Family members and activists gathered at JaripatkaQabrastan in Nagpur on August 31 to honour the posthumous acquittal of Kamal Ahmed Vakil Ahmed Ansari, one of the men falsely convicted in the 2006 Mumbai train blasts. Ansari died in 2021, four years before the Bombay High Court overturned his conviction along with those of 11 other men.
On July 21, 2025, the High Court dismissed the earlier verdicts delivered by a special MCOCA court in 2015, citing unreliable evidence, flawed witness identification, and coerced confessions. Five of the accused, including Ansari, had been sentenced to death.
At the cemetery, Ansari’s younger brother Jamal Ahmed, along with members of the Innocence Network and Jamiat-e-Ulama Nagpur, read aloud paragraph 1486 of the High Court judgment at his grave. The event was both symbolic and painful, acknowledging Ansari’s innocence while reminding the gathering of a justice delayed until after his death.

Information —
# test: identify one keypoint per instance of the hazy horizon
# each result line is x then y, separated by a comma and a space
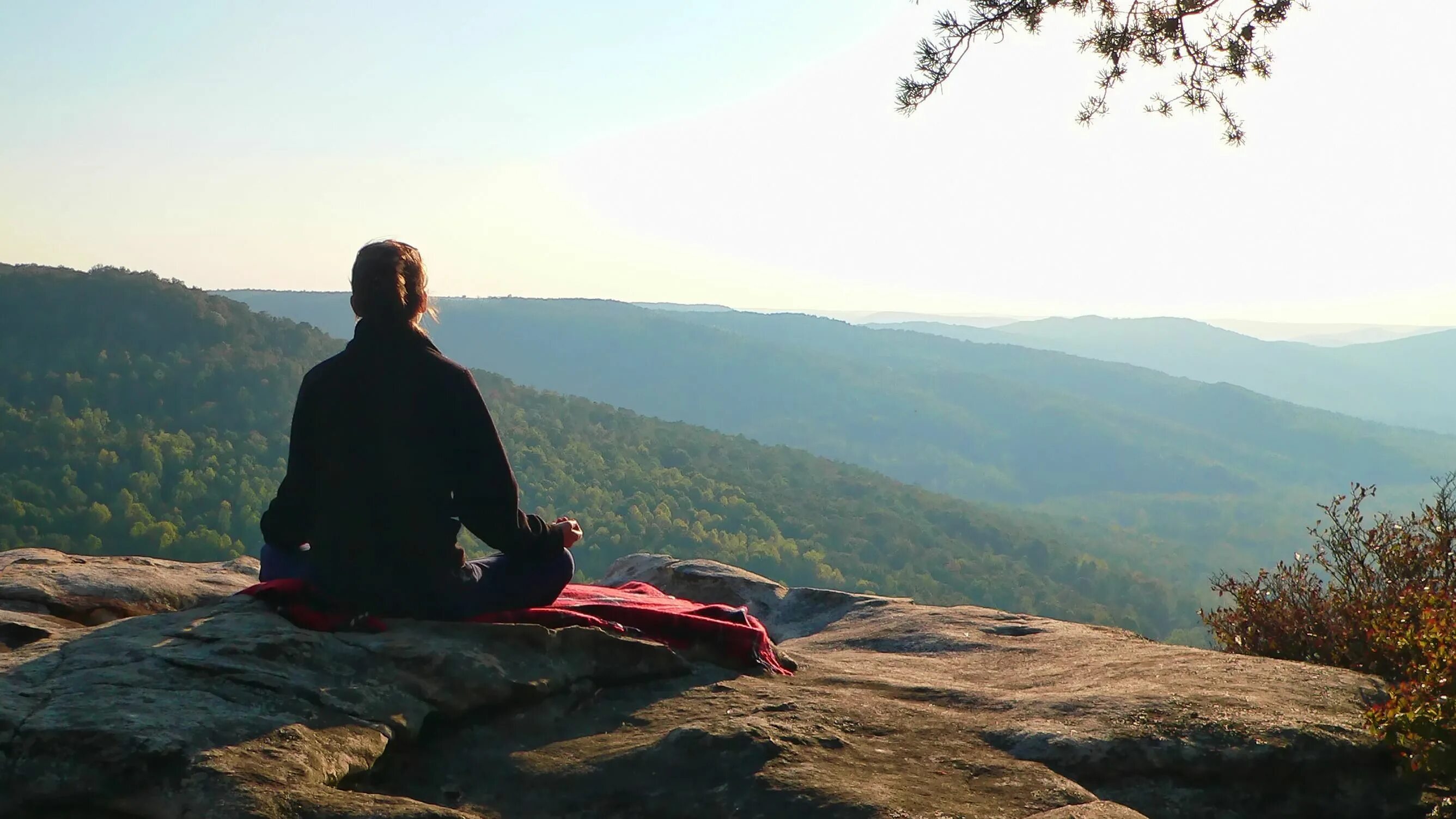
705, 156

---

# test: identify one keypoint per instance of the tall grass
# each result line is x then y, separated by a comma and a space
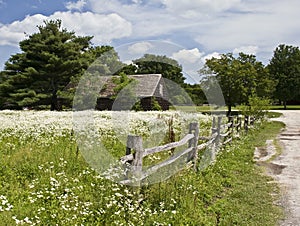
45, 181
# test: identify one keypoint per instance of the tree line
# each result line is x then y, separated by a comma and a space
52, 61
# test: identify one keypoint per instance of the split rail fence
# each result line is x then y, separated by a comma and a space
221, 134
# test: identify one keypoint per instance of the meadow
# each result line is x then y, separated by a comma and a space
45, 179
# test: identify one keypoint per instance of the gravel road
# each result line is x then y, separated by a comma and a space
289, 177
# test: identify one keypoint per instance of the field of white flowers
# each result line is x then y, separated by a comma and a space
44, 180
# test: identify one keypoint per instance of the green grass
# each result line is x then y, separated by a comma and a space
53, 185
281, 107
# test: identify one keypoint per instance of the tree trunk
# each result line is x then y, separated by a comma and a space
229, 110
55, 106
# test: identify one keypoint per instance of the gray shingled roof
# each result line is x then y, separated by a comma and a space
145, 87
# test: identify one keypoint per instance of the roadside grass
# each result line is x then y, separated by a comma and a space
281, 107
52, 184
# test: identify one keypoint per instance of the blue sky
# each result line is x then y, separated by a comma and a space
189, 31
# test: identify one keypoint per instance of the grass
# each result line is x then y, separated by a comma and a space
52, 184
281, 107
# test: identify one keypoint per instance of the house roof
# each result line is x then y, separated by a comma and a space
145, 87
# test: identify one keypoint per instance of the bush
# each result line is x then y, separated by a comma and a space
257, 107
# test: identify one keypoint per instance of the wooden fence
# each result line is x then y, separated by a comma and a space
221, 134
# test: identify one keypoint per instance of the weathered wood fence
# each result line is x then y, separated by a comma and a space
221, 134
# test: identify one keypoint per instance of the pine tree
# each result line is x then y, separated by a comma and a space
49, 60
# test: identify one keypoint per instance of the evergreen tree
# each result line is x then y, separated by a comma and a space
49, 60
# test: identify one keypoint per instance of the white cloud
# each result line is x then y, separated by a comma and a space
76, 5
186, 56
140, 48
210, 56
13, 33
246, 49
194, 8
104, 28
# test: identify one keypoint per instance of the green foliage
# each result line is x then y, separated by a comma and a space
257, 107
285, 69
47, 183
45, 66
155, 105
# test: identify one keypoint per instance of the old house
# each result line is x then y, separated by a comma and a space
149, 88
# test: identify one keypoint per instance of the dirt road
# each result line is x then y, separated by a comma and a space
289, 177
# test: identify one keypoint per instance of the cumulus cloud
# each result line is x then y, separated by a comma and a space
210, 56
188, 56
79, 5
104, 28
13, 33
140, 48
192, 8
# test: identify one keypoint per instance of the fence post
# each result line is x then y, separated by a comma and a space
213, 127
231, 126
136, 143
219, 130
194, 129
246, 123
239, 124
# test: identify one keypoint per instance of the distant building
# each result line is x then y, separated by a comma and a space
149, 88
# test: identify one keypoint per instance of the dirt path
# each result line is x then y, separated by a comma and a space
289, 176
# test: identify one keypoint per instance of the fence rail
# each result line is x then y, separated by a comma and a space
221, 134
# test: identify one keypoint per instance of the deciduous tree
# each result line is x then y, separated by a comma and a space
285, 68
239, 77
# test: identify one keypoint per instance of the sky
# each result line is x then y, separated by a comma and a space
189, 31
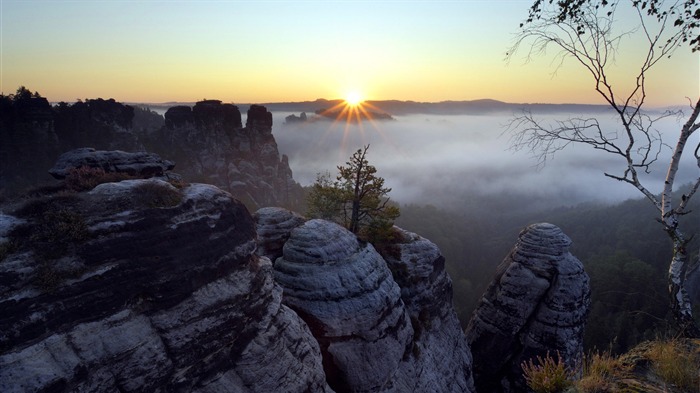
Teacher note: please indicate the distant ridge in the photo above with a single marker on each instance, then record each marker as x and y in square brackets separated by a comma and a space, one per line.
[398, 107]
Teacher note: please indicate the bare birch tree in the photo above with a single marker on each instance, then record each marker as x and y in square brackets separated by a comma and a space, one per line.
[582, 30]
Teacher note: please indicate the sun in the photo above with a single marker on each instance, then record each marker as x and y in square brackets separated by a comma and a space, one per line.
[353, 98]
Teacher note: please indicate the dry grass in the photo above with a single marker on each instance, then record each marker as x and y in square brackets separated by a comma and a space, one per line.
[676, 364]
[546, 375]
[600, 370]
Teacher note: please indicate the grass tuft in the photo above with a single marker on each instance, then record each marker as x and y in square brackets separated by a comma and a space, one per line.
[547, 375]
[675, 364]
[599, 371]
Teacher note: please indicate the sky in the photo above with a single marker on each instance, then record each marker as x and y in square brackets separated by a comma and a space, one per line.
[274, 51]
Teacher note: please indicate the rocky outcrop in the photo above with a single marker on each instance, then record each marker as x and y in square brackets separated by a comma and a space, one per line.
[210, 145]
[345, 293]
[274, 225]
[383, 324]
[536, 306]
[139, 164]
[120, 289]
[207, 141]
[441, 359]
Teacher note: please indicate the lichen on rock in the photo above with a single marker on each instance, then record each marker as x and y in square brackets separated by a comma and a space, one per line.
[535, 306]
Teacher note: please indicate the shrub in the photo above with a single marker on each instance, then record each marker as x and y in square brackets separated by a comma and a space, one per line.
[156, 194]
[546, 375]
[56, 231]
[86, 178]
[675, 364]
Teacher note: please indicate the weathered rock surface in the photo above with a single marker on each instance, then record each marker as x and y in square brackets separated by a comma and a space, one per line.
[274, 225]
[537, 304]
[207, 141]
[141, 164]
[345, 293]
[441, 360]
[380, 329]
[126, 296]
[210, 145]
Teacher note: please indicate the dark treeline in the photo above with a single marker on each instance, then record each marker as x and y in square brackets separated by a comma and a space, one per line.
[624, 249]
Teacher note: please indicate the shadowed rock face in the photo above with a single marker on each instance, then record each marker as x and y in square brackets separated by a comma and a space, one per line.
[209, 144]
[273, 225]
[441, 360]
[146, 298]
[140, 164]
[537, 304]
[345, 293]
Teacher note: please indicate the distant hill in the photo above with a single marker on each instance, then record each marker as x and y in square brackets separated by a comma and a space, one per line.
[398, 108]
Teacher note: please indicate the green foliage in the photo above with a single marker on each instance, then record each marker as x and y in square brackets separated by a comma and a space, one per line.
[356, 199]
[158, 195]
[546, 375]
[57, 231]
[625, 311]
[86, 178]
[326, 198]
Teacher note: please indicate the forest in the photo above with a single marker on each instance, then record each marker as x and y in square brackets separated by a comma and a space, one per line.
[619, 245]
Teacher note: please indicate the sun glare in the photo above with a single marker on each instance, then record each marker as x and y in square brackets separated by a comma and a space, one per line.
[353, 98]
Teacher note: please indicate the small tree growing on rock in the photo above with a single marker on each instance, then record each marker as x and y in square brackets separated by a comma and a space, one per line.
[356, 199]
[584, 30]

Exercise —
Continue the news report on the Nagpur cemetery gathering for Kamal Ahmed Vakil Ahmed Ansari from its last sentence onward.

Output of the exercise —
Kamal Ahmed was a daily-wage worker from Madhubani, Bihar, raising five children while running a small chicken shop and selling vegetables. His arrest by the Maharashtra Anti-Terrorism Squad in 2006 devastated his family, who endured poverty and stigma throughout his 16-year incarceration. He died in Nagpur Central Jail during the COVID-19 pandemic, never hearing his name cleared.
Speakers at the gathering called for accountability and reforms to prevent such miscarriages of justice.